# Exercise requirements:
Repeat word for word the part of the coalition passage below starting with "Andrew BOD said..." and going on through "the election results.".

# Source passage:
★ ★ ★ ★

It sounds like it's been a worthwhile day and I look forward to reading the accounts of the people who were there.

1 comment:

Andrew BOD said...


I am not a Lib Dem or Tory voter, but I've accepted this coalition and think it's the best that could have been done based on the election results.

I am however, getting fed up of all of the snipers, who have no alternative plan, and that goes for prominent Lib Dems as well.

I have three questions for these people which you might like to help with answers!

1. Is it not better for Lib Dems to be in government getting the experience of office and actually able to realise many party policies, than to be forever in opposition to the government of the day?

2. If full PR was the standard electoral system of the UK, what type of government do these Lib Dems think we would have to run with after every election? Coalition I think.

3. If question 2 was a reality, would these same Lib Dems only ever consider coalition government with the Labour party? Are they not better IN the Labour party?

I have a great respect for Charles Kennedy but wonder about his motives in going to the Sunday press with his negative stance. Is he indicating that he would like another bash at Lib Dem leader if the coalition falls apart? Is he appeasing his Scottish admirers in the knowledge that Scotland voted anti-Tory? Or is he just shooting a warning to Cameron to make sure Lib Dem policies are being given a high enough priority? I'd like to think the latter, but if he answered the above questions we might find out a bit more.

★ ★ ★ ★

# Listed entries:
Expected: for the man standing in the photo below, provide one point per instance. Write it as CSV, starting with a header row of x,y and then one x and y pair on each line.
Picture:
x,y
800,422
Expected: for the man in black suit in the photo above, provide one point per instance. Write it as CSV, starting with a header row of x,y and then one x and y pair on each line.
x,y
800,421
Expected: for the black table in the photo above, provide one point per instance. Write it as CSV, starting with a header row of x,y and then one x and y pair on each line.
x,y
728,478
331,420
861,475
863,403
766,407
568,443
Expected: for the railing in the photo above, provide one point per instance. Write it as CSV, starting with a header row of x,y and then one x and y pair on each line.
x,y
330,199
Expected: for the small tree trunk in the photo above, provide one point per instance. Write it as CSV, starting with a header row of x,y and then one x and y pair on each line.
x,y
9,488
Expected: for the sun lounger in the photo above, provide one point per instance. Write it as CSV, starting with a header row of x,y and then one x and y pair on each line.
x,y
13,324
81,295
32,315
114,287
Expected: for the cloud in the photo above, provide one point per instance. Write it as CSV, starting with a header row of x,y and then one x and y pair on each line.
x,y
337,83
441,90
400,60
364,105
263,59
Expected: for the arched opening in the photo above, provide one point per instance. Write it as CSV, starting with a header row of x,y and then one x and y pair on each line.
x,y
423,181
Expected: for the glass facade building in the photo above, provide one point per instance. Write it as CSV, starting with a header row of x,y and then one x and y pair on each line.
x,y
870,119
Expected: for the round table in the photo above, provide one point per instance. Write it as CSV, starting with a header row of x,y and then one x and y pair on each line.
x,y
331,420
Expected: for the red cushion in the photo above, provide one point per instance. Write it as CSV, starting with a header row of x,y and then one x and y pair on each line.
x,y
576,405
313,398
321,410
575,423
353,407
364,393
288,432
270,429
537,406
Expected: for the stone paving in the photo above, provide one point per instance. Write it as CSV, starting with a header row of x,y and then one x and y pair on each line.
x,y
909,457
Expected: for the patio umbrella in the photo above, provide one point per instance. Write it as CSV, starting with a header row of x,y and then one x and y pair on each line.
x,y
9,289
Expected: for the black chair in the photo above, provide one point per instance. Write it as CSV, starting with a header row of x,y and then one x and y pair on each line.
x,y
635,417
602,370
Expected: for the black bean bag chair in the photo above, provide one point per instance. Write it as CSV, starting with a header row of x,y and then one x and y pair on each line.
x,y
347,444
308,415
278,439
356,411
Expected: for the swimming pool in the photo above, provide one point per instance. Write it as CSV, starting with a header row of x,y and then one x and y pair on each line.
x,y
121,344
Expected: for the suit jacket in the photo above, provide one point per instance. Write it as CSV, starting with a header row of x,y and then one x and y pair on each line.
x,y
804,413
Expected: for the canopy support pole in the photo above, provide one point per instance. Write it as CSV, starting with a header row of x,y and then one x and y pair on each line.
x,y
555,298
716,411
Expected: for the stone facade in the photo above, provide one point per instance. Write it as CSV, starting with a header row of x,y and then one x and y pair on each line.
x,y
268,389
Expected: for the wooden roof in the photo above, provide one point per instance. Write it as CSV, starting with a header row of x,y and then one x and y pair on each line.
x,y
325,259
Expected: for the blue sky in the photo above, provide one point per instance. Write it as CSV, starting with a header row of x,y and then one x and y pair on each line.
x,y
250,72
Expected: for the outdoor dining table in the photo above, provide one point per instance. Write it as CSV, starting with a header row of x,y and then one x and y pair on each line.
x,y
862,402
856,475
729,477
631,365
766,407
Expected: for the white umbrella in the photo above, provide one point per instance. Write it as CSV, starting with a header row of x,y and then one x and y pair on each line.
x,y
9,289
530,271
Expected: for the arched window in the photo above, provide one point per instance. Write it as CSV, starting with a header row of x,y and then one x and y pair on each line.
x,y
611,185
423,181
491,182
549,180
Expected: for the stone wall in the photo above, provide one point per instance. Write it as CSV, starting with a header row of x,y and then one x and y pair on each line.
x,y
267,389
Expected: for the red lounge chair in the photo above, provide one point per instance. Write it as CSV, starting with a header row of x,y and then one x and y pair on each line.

★ ★ ★ ★

# Answer to this task:
Andrew BOD said...


I am not a Lib Dem or Tory voter, but I've accepted this coalition and think it's the best that could have been done based on the election results.